● Task brief
Output all entries verbatim. Skip pictures.

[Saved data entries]

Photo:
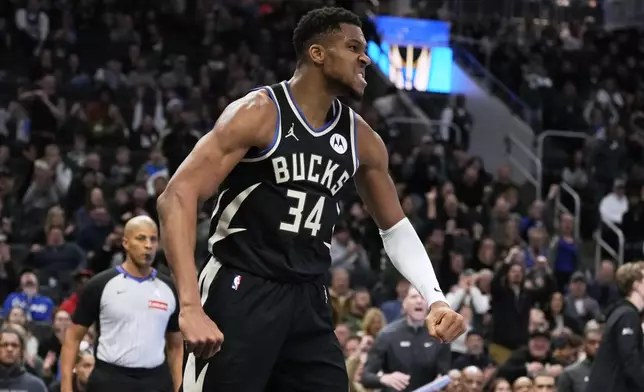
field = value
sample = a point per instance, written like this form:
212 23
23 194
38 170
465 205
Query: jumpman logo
291 132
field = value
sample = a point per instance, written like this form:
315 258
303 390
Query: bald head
139 222
141 240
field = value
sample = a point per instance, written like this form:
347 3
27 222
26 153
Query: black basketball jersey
276 210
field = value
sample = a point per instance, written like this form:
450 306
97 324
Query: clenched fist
444 323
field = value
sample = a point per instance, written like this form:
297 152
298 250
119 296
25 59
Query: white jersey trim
278 131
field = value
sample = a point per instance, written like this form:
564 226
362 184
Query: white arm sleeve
409 256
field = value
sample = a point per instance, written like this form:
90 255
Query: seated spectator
55 218
522 384
17 316
582 306
561 319
340 292
388 365
575 377
95 199
356 308
532 359
476 355
473 379
603 288
512 299
615 204
346 253
99 227
58 259
563 251
500 385
13 375
40 194
372 322
37 307
80 279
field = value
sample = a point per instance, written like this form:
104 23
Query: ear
317 53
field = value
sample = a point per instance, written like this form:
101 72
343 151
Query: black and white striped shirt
132 316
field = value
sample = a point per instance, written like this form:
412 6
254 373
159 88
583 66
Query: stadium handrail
494 85
511 140
576 213
540 145
616 254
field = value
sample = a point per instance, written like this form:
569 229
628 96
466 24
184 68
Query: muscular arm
174 353
69 353
246 123
401 242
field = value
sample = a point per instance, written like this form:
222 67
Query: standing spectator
575 377
579 302
564 251
38 307
532 359
614 205
33 27
13 376
404 353
512 299
603 288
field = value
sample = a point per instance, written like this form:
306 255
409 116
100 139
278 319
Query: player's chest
133 299
326 161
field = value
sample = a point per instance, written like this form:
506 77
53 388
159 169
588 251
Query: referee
136 314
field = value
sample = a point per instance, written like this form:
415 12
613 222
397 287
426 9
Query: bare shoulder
372 152
248 122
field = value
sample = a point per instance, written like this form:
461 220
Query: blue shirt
38 307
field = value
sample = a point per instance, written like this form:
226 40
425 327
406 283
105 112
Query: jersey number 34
312 221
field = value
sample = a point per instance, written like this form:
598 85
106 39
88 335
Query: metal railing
426 127
561 208
540 143
512 141
616 254
490 82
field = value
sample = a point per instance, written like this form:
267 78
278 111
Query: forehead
146 230
9 337
349 32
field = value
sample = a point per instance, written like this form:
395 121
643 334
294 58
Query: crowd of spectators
100 100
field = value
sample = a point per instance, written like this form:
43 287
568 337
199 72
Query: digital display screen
414 53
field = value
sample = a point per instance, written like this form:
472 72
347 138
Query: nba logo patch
236 282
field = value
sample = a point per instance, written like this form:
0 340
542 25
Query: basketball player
277 159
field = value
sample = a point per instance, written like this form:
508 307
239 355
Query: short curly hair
627 275
315 24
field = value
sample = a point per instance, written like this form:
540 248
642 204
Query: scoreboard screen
413 53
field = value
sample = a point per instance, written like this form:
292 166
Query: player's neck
636 300
312 95
136 271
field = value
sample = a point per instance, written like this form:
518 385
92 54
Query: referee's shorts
111 378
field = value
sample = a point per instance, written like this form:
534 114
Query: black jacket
619 364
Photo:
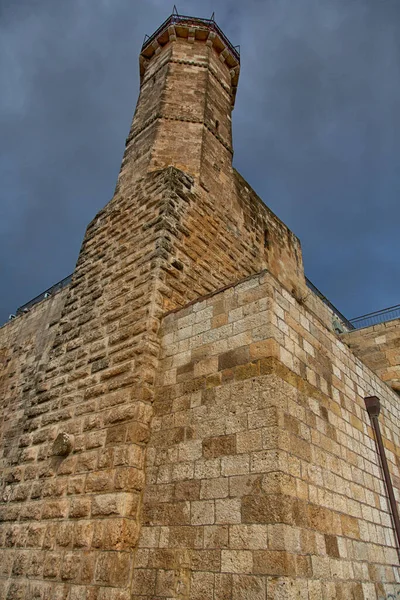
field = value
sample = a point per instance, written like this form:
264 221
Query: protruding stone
63 444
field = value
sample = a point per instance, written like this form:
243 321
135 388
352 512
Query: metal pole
373 406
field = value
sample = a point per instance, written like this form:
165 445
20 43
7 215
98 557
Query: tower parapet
189 73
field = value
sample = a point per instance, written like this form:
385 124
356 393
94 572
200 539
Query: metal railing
46 294
348 324
195 21
379 316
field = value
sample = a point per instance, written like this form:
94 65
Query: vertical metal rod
373 406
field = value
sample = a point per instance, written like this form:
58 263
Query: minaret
189 73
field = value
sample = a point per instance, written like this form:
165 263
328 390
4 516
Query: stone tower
181 421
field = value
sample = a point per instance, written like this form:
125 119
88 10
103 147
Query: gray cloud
316 130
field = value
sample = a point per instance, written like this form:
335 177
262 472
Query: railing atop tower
175 19
368 320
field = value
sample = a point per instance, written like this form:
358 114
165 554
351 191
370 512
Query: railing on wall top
348 324
368 320
375 318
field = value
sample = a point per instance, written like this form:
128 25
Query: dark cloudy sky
316 130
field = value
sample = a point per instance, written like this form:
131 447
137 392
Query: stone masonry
182 421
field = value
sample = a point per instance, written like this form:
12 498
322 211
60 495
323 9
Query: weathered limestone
181 421
378 347
261 466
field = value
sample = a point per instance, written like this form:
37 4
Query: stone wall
261 465
263 479
378 347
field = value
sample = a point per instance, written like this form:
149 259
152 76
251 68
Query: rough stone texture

● Output of the task
Photo:
field = value
sample = a point per instance, written like this form:
212 23
23 194
38 170
465 205
Query: jumpman logo
291 132
field = value
sample = a point per instance, written like this form:
315 258
303 390
Query: bald head
139 222
141 240
field = value
sample = a point per instance, written like this form:
347 3
27 222
26 153
Query: black basketball jersey
276 210
field = value
sample = a point per instance, written like this form:
450 306
97 324
Query: clenched fist
444 323
field = value
sample = a point per instance, written like this form:
297 152
298 250
119 296
25 59
Query: white jersey trim
278 131
field = value
sample = a point per instance, written like this form:
564 226
362 184
Query: white arm sleeve
409 256
field = value
sample = a point per instance, written like this form:
90 255
Query: seated spectator
55 218
522 384
17 316
582 306
561 319
340 292
388 365
575 377
95 199
356 308
532 359
476 355
473 379
603 288
512 299
615 204
346 253
99 227
58 259
563 251
500 385
13 375
40 194
372 322
37 307
80 279
field = value
sample = a point per instance, written like this form:
104 23
Query: ear
317 53
field = value
sample = a point per instance, written like this form:
101 72
343 151
Query: black and white striped shirt
132 316
field = value
sample = a point per instance, written like this form:
412 6
254 373
159 88
583 66
Query: stadium handrail
494 85
511 140
576 213
540 145
616 254
field = value
sample = a point per instance, written like this form:
569 229
628 96
466 24
184 68
Query: muscular arm
174 353
69 353
246 123
401 242
field = value
sample = a point per instance, written like this form:
222 67
Query: standing spectator
575 377
579 302
564 251
38 307
532 359
614 205
33 27
13 376
404 353
512 299
603 288
field = value
sample = a point per instance, written like this form:
306 255
409 116
100 139
278 319
Query: player's chest
133 299
326 161
field = value
sample = a point per instance, written like this form:
506 77
53 388
159 169
588 251
Query: referee
136 314
field = value
sample = a point per instance, written like this form:
415 12
613 222
397 287
426 9
Query: bare shoulder
372 152
248 122
field = value
sample = a point per instance, written like this form:
461 220
Query: blue shirt
38 307
field = value
sample = a point per instance, written like this form:
226 40
425 327
406 283
105 112
Query: jersey number 34
312 221
field = value
sample = a point per instance, written like this form:
598 85
106 39
88 335
Query: metal railing
426 127
561 208
540 143
512 141
616 254
490 82
field = value
sample = a point per instance, written like this form:
267 78
278 111
Query: forehead
146 230
9 337
349 32
field = value
sample = a point per instance, written like this form:
395 121
643 334
294 58
Query: crowd of spectators
100 100
field = value
sample = a point per instance, written like this form:
43 287
568 337
199 72
Query: digital display screen
414 53
field = value
sample = a point per instance, written like this form:
472 72
347 138
Query: nba logo patch
236 282
field = value
sample = a point per instance, written like this form:
0 340
542 25
Query: basketball player
277 159
field = value
sample = a point per instance, written like this form:
508 307
239 355
Query: short curly hair
627 275
315 24
field = value
sample = a point per instance, written like this form:
540 248
642 204
Query: scoreboard screen
413 53
field = value
sample = a point per instance, written like this form:
292 166
Query: player's neck
636 300
312 95
136 271
field = value
sample = a point per instance, written like this form:
518 385
92 54
Query: referee's shorts
111 378
field = value
sample = a point per instance, written like this form:
534 114
Query: black jacket
619 364
Photo:
field = value
sample = a point per instance, written like this form:
264 221
Query: protruding stone
63 444
field = value
sample = a point per instance, written like this form:
243 321
135 388
352 512
Query: metal pole
373 406
field = value
sample = a point per instance, written like this form:
165 445
20 43
7 215
98 557
Query: tower parapet
189 73
field = value
sample = a point per instance, written like this form:
385 124
356 393
94 572
200 539
Query: metal railing
46 294
348 324
195 21
379 316
field = value
sample = a point per instance, written like this form:
94 65
Query: vertical metal rod
373 406
field = value
sample = a point per instance, written like this form:
58 263
Query: minaret
189 73
field = value
sample = a point per instance, written like this form:
165 263
328 390
4 516
Query: stone tower
181 421
field = value
sample = a point per instance, written like this form:
125 119
88 10
103 147
Query: gray cloud
316 130
field = value
sample = a point per instance, written like this form:
335 177
262 472
Query: railing atop tower
175 19
368 320
field = value
sample = a point per instance, written like this form:
358 114
165 554
351 191
370 512
Query: railing on wall top
348 324
368 320
375 318
field = value
sample = a point per instance, written like this form:
128 25
Query: dark cloudy sky
316 130
field = value
sample = a point per instance, written like this form:
131 447
137 392
Query: stone masonry
182 421
field = value
sample = a point per instance, written like this form:
12 498
322 211
60 495
323 9
Query: weathered limestone
181 421
378 347
261 466
field = value
sample = a point per instance, written like this form:
37 4
Query: stone wall
261 465
263 479
378 347
field = value
sample = a point per instance, written like this form:
149 259
152 76
251 68
Query: rough stone texture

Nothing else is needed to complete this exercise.